About this exercise -> All of the data below should be printed again word for word, pictures excluded.

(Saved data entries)
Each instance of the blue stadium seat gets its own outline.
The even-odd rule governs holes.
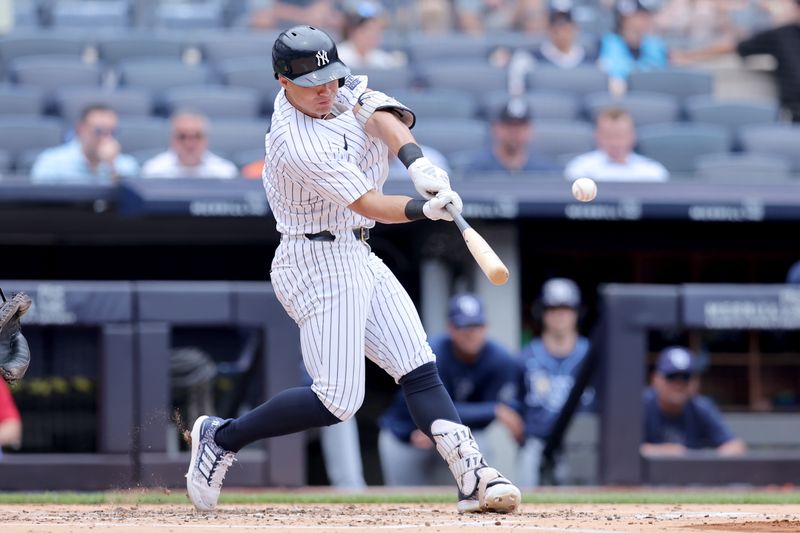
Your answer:
[[[63,87],[98,87],[102,72],[97,65],[88,65],[77,58],[28,56],[12,61],[9,74],[18,85],[52,91]]]
[[[54,28],[125,29],[131,6],[126,0],[60,0],[52,9]]]
[[[488,146],[489,128],[477,119],[427,120],[414,127],[420,144],[436,148],[445,157],[460,151],[480,151]]]
[[[86,35],[51,32],[12,33],[0,39],[4,63],[27,56],[71,56],[81,58],[88,47]]]
[[[437,118],[473,118],[477,111],[474,98],[463,91],[426,89],[419,91],[392,91],[400,102],[411,108],[417,120]]]
[[[90,104],[110,106],[120,117],[146,117],[153,112],[153,96],[146,89],[128,87],[117,90],[67,88],[56,91],[59,114],[68,122],[78,119]]]
[[[489,43],[483,37],[465,33],[426,34],[414,32],[406,38],[409,63],[441,65],[441,60],[486,59]]]
[[[570,120],[538,120],[534,122],[533,149],[555,162],[565,156],[594,150],[594,129],[591,124]]]
[[[41,115],[44,93],[35,87],[0,85],[0,115]]]
[[[791,176],[791,162],[775,154],[721,153],[698,156],[696,174],[713,181],[771,183]]]
[[[166,150],[169,136],[169,122],[163,118],[128,117],[117,125],[117,140],[126,154]]]
[[[531,91],[523,95],[533,110],[536,120],[577,120],[580,114],[578,99],[565,93],[553,91]],[[483,99],[483,112],[487,117],[499,109],[508,100],[506,91],[487,93]]]
[[[8,150],[0,149],[0,180],[3,179],[3,174],[8,174],[11,170],[11,154]]]
[[[213,120],[209,126],[209,148],[223,157],[250,149],[264,149],[269,120]]]
[[[731,135],[714,124],[654,124],[639,129],[639,151],[673,174],[691,174],[701,155],[727,152]]]
[[[690,96],[711,94],[714,78],[702,70],[635,70],[628,80],[628,90],[671,94],[682,104]]]
[[[538,67],[528,75],[528,87],[532,91],[552,91],[584,96],[608,90],[608,74],[593,67],[560,69]]]
[[[432,89],[467,91],[481,98],[507,86],[506,71],[483,61],[449,61],[425,68],[422,78]]]
[[[230,59],[217,65],[225,85],[255,89],[261,95],[262,111],[272,112],[275,96],[281,90],[272,75],[272,63],[266,57]]]
[[[261,109],[258,91],[246,87],[176,87],[164,92],[164,102],[169,113],[187,108],[209,118],[255,119]]]
[[[739,139],[745,151],[785,157],[791,161],[792,171],[800,172],[800,125],[742,126]]]
[[[778,120],[776,102],[721,101],[711,96],[693,96],[686,100],[685,107],[689,120],[722,126],[737,139],[742,126]]]
[[[245,165],[252,163],[253,161],[263,160],[264,159],[264,147],[261,148],[249,148],[247,150],[239,150],[237,152],[231,152],[230,154],[231,161],[233,161],[237,167],[242,168]]]
[[[353,69],[353,74],[363,74],[368,77],[367,85],[370,89],[393,94],[412,86],[414,75],[406,67],[398,68],[367,68]]]
[[[156,7],[156,25],[170,30],[207,30],[225,25],[224,5],[219,0],[162,2]]]
[[[156,93],[211,81],[206,65],[186,65],[174,59],[129,59],[121,61],[118,69],[121,85],[143,87]]]
[[[243,57],[268,58],[279,33],[278,30],[257,33],[208,32],[200,36],[197,45],[203,53],[203,58],[209,63]],[[269,75],[271,72],[270,70],[266,74]]]
[[[32,29],[42,24],[39,19],[39,6],[35,0],[15,0],[14,28]]]
[[[619,106],[627,110],[637,126],[647,126],[678,120],[680,105],[670,94],[632,91],[617,98],[608,92],[592,93],[584,99],[586,110],[592,120],[606,107]]]
[[[50,117],[0,117],[0,146],[8,152],[15,167],[24,152],[41,151],[61,144],[62,132],[61,121]]]
[[[106,65],[139,58],[180,61],[184,48],[181,39],[156,33],[123,33],[101,37],[97,42],[100,60]]]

Response to this exercise ->
Each instance of the blue stadium seat gets its own outline.
The even-odd rule governs holes.
Your answer:
[[[63,87],[98,87],[102,72],[97,65],[88,65],[77,58],[28,56],[12,61],[9,74],[18,85],[52,91]]]
[[[54,28],[125,29],[131,6],[126,0],[60,0],[52,9]]]
[[[488,146],[489,128],[477,119],[427,120],[414,127],[420,144],[436,148],[445,157],[460,151],[480,151]]]
[[[86,35],[51,32],[12,33],[0,39],[4,63],[27,56],[71,56],[81,58],[88,47]]]
[[[437,118],[473,118],[477,111],[474,98],[463,91],[426,89],[419,91],[392,91],[400,102],[411,108],[417,120]]]
[[[90,104],[110,106],[120,117],[146,117],[153,112],[153,96],[146,89],[128,87],[117,90],[67,88],[56,91],[59,114],[68,122],[78,119]]]
[[[489,43],[483,37],[465,33],[426,34],[414,32],[406,38],[409,63],[441,65],[441,60],[486,59]]]
[[[570,120],[538,120],[534,122],[533,149],[555,162],[565,156],[594,150],[594,129],[591,124]]]
[[[41,115],[44,93],[35,87],[0,85],[0,115]]]
[[[791,176],[791,162],[775,154],[721,153],[698,156],[696,174],[713,181],[771,183]]]
[[[166,150],[169,136],[169,122],[163,118],[128,117],[117,125],[117,140],[126,154]]]
[[[531,91],[523,95],[533,110],[536,120],[577,120],[580,114],[578,99],[565,93],[553,91]],[[483,99],[483,112],[487,117],[499,109],[508,100],[506,91],[487,93]]]
[[[8,150],[0,149],[0,180],[3,179],[3,174],[8,174],[11,170],[11,154]]]
[[[213,120],[209,126],[209,148],[223,157],[250,149],[264,149],[269,120]]]
[[[731,135],[714,124],[654,124],[639,129],[639,151],[673,174],[691,174],[701,155],[727,152]]]
[[[690,96],[711,94],[714,78],[702,70],[635,70],[628,80],[628,90],[671,94],[682,104]]]
[[[538,67],[528,75],[528,87],[532,91],[552,91],[584,96],[608,90],[608,74],[593,67],[560,69]]]
[[[432,89],[467,91],[481,98],[507,86],[506,71],[483,61],[449,61],[425,68],[422,78]]]
[[[230,59],[217,65],[225,85],[255,89],[261,95],[262,111],[272,112],[275,96],[281,90],[272,75],[272,63],[266,57]]]
[[[261,109],[258,91],[246,87],[176,87],[164,92],[164,102],[169,113],[187,108],[209,118],[255,119]]]
[[[739,139],[745,151],[785,157],[791,161],[792,171],[800,172],[800,125],[742,126]]]
[[[778,120],[776,102],[721,101],[711,96],[693,96],[686,100],[685,107],[689,120],[722,126],[737,139],[742,126]]]
[[[245,165],[252,163],[253,161],[263,160],[264,159],[264,147],[261,148],[249,148],[247,150],[239,150],[237,152],[231,152],[230,154],[231,161],[233,161],[237,167],[242,168]]]
[[[353,69],[353,74],[363,74],[368,77],[367,85],[370,89],[393,94],[412,86],[414,75],[406,67],[398,68],[367,68]]]
[[[156,7],[156,25],[170,30],[207,30],[225,25],[224,5],[219,0],[162,2]]]
[[[156,93],[211,81],[206,65],[186,65],[174,59],[129,59],[121,61],[118,69],[121,85],[143,87]]]
[[[243,57],[268,58],[279,33],[278,30],[257,33],[208,32],[200,36],[197,45],[203,53],[203,58],[209,63]],[[269,75],[271,72],[270,70],[266,74]]]
[[[32,29],[42,24],[39,19],[39,6],[35,0],[15,0],[14,28]]]
[[[619,106],[627,110],[637,126],[647,126],[678,120],[680,105],[670,94],[632,91],[617,98],[608,92],[592,93],[584,99],[586,110],[592,120],[606,107]]]
[[[50,117],[0,117],[0,146],[8,152],[15,167],[24,152],[41,151],[61,144],[62,132],[61,121]]]
[[[106,65],[139,58],[180,61],[184,48],[181,39],[156,33],[123,33],[101,37],[97,42],[100,60]]]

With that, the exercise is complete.